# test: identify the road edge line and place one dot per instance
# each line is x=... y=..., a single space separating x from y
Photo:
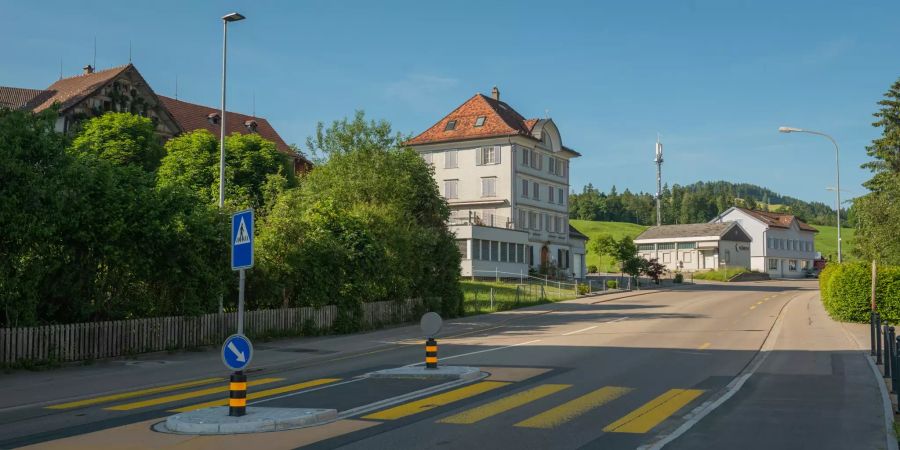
x=731 y=388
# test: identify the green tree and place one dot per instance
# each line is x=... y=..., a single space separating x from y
x=255 y=172
x=120 y=138
x=878 y=212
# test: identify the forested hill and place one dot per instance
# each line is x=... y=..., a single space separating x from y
x=693 y=203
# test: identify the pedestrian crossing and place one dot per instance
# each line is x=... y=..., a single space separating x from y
x=538 y=407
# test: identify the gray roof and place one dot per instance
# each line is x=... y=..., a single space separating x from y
x=685 y=231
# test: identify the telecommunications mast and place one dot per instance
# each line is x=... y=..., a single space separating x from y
x=658 y=162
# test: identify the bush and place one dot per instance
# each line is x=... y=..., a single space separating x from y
x=846 y=292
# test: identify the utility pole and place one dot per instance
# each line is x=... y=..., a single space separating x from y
x=658 y=162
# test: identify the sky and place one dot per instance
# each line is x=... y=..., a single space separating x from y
x=715 y=79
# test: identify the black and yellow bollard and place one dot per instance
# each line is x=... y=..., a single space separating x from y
x=237 y=400
x=430 y=354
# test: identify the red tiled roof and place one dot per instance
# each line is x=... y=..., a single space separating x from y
x=69 y=91
x=500 y=120
x=21 y=98
x=191 y=116
x=778 y=220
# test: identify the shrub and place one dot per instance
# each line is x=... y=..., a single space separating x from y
x=846 y=292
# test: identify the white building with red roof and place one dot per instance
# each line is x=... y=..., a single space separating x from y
x=783 y=245
x=506 y=179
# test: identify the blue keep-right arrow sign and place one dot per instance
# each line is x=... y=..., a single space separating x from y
x=237 y=351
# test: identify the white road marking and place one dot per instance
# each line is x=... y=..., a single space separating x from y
x=579 y=331
x=475 y=353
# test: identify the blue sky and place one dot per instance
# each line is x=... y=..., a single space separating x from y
x=714 y=78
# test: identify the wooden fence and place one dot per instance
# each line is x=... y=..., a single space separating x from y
x=95 y=340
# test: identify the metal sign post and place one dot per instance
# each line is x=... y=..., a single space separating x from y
x=238 y=350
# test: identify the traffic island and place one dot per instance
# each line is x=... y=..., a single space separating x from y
x=256 y=420
x=425 y=373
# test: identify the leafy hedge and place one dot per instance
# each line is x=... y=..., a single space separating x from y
x=846 y=291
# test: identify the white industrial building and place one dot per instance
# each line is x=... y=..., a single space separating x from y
x=783 y=245
x=695 y=247
x=506 y=179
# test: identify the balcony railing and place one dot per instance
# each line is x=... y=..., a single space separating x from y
x=480 y=219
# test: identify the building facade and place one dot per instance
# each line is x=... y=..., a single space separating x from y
x=506 y=179
x=783 y=246
x=123 y=89
x=696 y=247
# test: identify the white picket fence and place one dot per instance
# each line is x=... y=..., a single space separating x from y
x=95 y=340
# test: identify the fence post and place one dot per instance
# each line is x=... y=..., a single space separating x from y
x=888 y=352
x=878 y=340
x=872 y=332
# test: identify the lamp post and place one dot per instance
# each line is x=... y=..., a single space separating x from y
x=837 y=165
x=233 y=17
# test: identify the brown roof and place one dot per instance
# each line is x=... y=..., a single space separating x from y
x=21 y=98
x=191 y=116
x=778 y=220
x=69 y=91
x=500 y=120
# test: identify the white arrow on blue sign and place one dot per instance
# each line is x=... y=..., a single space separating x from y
x=242 y=240
x=237 y=351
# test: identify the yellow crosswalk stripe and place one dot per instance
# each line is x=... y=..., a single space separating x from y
x=435 y=401
x=574 y=408
x=132 y=394
x=653 y=412
x=504 y=404
x=184 y=396
x=260 y=394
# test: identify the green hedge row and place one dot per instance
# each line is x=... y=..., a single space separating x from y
x=846 y=290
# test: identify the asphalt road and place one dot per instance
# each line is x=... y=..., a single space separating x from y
x=598 y=372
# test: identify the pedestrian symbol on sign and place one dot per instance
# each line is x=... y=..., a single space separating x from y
x=243 y=237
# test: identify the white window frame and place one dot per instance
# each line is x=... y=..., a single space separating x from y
x=451 y=159
x=452 y=182
x=489 y=155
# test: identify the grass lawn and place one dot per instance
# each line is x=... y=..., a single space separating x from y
x=826 y=241
x=719 y=275
x=617 y=230
x=477 y=295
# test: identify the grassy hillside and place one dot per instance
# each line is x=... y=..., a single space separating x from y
x=826 y=241
x=618 y=230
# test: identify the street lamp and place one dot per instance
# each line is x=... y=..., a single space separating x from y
x=837 y=164
x=233 y=17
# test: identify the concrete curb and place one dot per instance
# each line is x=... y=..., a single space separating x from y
x=257 y=420
x=423 y=373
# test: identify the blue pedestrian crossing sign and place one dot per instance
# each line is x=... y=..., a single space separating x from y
x=237 y=352
x=242 y=240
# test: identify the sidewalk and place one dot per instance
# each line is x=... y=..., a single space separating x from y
x=24 y=388
x=814 y=389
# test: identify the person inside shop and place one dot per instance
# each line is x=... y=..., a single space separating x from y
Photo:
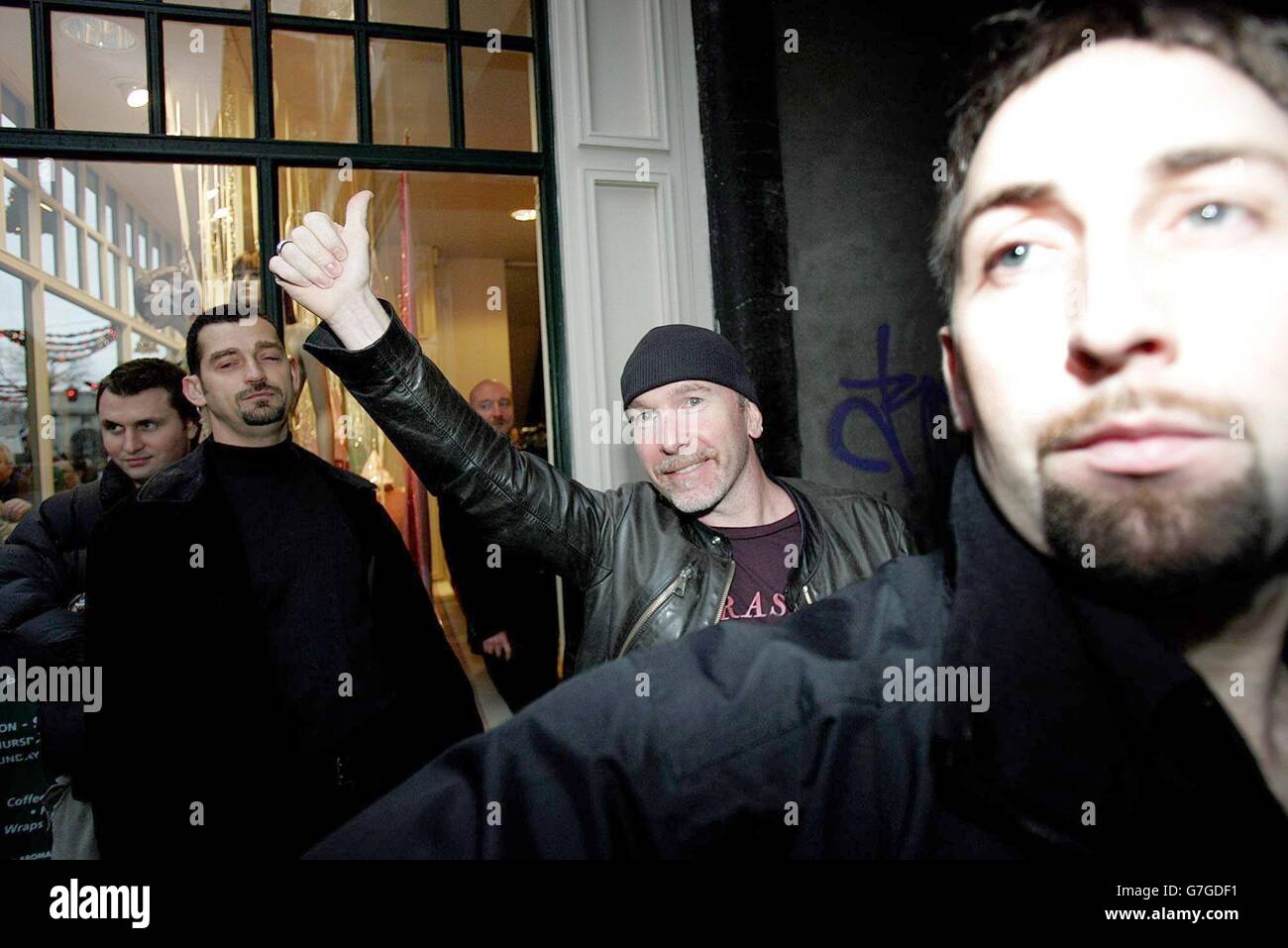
x=287 y=668
x=708 y=536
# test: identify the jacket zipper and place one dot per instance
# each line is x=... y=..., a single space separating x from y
x=725 y=594
x=677 y=586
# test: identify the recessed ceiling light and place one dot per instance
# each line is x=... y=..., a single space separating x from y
x=136 y=95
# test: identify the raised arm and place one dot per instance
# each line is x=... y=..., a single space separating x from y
x=528 y=506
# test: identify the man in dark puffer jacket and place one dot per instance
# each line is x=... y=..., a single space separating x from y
x=147 y=425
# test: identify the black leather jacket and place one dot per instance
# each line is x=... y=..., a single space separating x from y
x=649 y=574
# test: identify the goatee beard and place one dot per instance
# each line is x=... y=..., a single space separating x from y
x=1188 y=559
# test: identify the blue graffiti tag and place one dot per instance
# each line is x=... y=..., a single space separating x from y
x=894 y=393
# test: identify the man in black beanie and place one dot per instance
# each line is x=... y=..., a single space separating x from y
x=711 y=537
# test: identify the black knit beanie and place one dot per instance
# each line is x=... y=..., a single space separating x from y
x=679 y=352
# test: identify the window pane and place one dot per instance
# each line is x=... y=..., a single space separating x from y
x=204 y=214
x=13 y=381
x=80 y=348
x=507 y=16
x=99 y=72
x=410 y=12
x=91 y=268
x=313 y=86
x=220 y=4
x=17 y=231
x=209 y=80
x=497 y=99
x=46 y=171
x=89 y=209
x=408 y=93
x=110 y=217
x=48 y=239
x=69 y=191
x=330 y=9
x=114 y=294
x=72 y=235
x=16 y=54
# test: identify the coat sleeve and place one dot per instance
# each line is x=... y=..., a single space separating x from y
x=692 y=747
x=37 y=587
x=505 y=492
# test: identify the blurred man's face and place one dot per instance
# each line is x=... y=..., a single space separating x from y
x=1121 y=316
x=694 y=440
x=143 y=433
x=245 y=381
x=492 y=402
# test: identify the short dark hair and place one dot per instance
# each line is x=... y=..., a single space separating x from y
x=228 y=313
x=137 y=376
x=1021 y=44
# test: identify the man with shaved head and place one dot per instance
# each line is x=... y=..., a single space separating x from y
x=507 y=599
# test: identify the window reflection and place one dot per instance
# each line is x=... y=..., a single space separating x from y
x=498 y=99
x=408 y=12
x=313 y=86
x=209 y=80
x=132 y=253
x=111 y=51
x=507 y=16
x=408 y=93
x=329 y=9
x=16 y=55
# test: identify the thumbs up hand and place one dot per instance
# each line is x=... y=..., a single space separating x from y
x=326 y=268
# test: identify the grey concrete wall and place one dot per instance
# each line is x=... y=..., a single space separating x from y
x=862 y=116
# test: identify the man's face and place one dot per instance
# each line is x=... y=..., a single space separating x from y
x=143 y=433
x=694 y=440
x=245 y=381
x=490 y=399
x=1121 y=314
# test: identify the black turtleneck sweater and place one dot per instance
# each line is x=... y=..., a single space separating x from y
x=308 y=586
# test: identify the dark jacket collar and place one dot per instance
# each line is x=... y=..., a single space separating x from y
x=183 y=480
x=114 y=484
x=1082 y=693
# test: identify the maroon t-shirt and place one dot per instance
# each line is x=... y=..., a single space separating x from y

## What you need to do
What lines in the data hold the word "window"? Return them.

## Answer
# test: identify the white window frame and place one dot per instance
# test: identify the window pane and place one dot per instance
# test: identify the window reflection and place one dot per instance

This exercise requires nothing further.